● **Your goal**: Can you give the passage of the Larry Johnson blog post starting at "Johnson himself suffered" and ending at "say anything untoward.", substituting "Buffalo" for "Cincinnati"?

● **Text**:
········
The best Chiefs blog out there is Arrowhead Pride, and I've written a few Fan Posts there. That is a neat feature, and I've been honored to contribute a bit.

About two or three months ago, during the dog days of the off-season, the AP people launched a series about their top five Chiefs of all time. Great topic, got a great response. The top AP writers each had their take, and I noticed a distinct lack of mention of the best running back the Chiefs ever had. I knew why they weren't mentioning him, and I pointed it out in response to a remark made by one of those top AP people -- sorry I don't remember which one. That remark was "There isn't a wrong answer in this."

To his credit I know why he said that. He was cautioning against how upset people might get if someone didn't quite agree with their selections. That's fine.

But I boldly went where no one had gone before, so to speak.

I put a comment or post or something in that declared, "Yes there is a wrong answer." I brought up the truth that to the AP people and everyone who is hypnotized by the World System propaganda about what we're supposed to believe about things, some answers are simply, and politically, unacceptable, even though they say we're not supposed to get political in these kinds of blog efforts and they would vehemently deny that they are.

But they are.

Who is the best running back in Kansas City Chiefs history?

It is Larry Johnson.

Before I share what happened with the AP activity, let me provide a very brief but lucid explanation about why Johnson was the best.

He is one of only a handful of running backs in NFL history to gain 1700+ yards in two different seasons. The others were people like Eric Dickerson and Barry Sanders. In 2006 he carried the ball more times than any running back in NFL history -- yes, you got that, his 416 runs were the most ever. Those two huge rushing years were both winning seasons for the Chiefs, and the team was only derailed because our receiving core was crap (some of why he so often carried the ball -- and the team itself, really) and our quarterback, while excellent (Trent Green), was getting old and injured too often, particularly in 2006. 

In 2007 Johnson was rewarded with the largest contract for a running back ever, but the negotiations were contentious. He was primed to continue his football excellence, but our fine QB Green retired and was replaced by Damon Huard who was an aging journeyman. In 2008 we handed the reigns to Tyler Thigpen, a fine athlete who was not a quarterback. Our receiving core was just as crappy (all due respect to Tony Gonzalez), our defense was weak, and our coaching was miserable.

Johnson himself suffered injuries during those seasons, continued to play through them into 2009 when his off-field troubles caught up with him. He was unceremoniously shipped off to Cincinnati in large part because it was discovered he made boorish remarks about certain people it has become unacceptable about whom to say anything untoward.

Yes Larry Johnson was kind of a butthead when he was on the Chiefs. Yes his formation of a triangle with his two hands together after every touchdown was an occultic signification he considered was merely an ad for his clothing brand. Yes Larry Johnson wore out his welcome in Kansas City, and is still persona non grata because even though he has found Christ and admitted he grew up a lot after his tumultuous early life that did include justified run-ins with the law, today he shares frequently about his convictions about the legitimate conspiracies among us. Ouch. Tin-foil-hat-wearing nutball. Too controversial.

None of this takes away from the fact that he was the best running back in Chiefs history.
········
● **Data section**:

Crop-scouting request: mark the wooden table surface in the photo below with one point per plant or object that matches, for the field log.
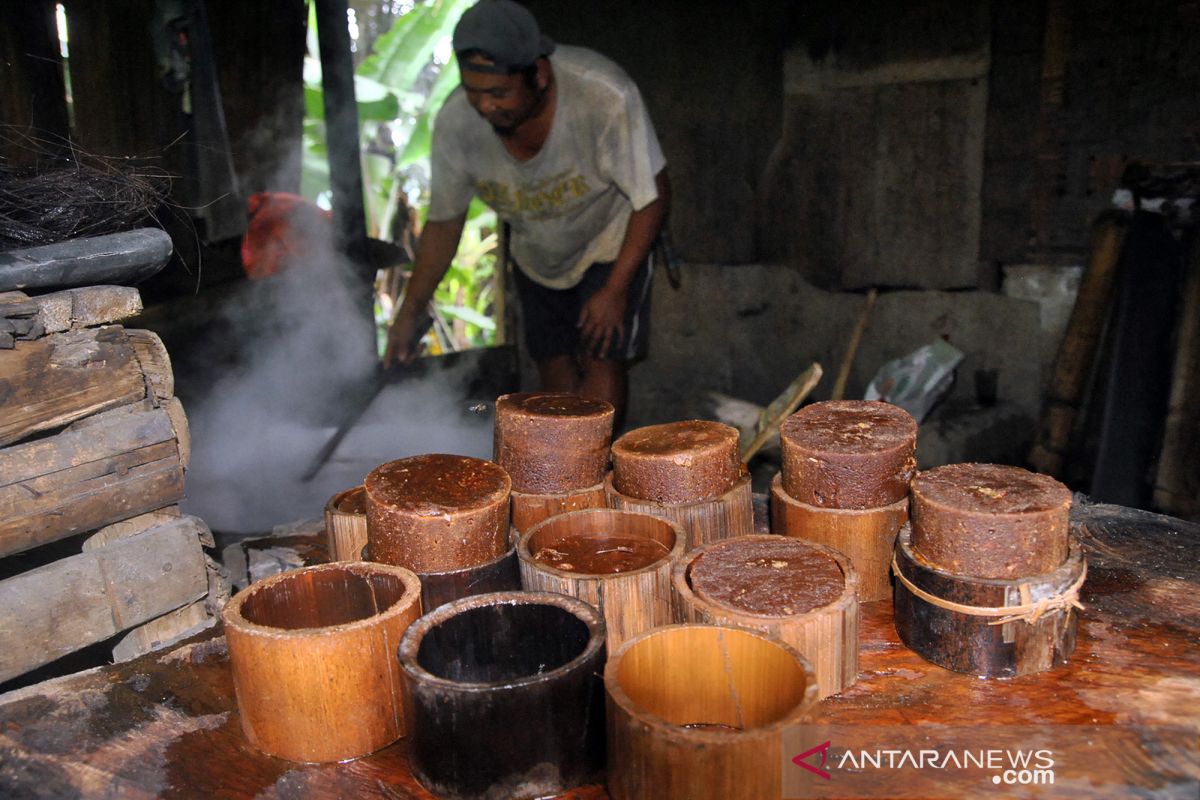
(166, 725)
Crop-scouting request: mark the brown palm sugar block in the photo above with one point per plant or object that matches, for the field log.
(677, 462)
(989, 521)
(849, 453)
(765, 577)
(437, 512)
(551, 441)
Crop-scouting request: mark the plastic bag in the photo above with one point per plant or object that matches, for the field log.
(918, 380)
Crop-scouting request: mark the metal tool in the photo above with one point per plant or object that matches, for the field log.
(355, 408)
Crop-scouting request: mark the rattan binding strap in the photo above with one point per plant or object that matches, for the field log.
(1027, 612)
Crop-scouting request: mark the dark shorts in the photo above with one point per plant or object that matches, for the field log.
(550, 316)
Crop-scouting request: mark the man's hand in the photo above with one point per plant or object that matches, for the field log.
(401, 335)
(603, 322)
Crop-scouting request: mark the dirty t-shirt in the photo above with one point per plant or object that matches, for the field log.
(569, 205)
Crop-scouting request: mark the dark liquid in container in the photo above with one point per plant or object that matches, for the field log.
(601, 553)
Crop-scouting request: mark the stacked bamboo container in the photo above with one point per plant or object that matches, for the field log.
(555, 447)
(94, 443)
(799, 593)
(845, 482)
(687, 471)
(445, 518)
(988, 575)
(616, 560)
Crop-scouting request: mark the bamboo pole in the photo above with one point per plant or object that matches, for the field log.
(1078, 349)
········
● **Task output**:
Johnson himself suffered injuries during those seasons, continued to play through them into 2009 when his off-field troubles caught up with him. He was unceremoniously shipped off to Buffalo in large part because it was discovered he made boorish remarks about certain people it has become unacceptable about whom to say anything untoward.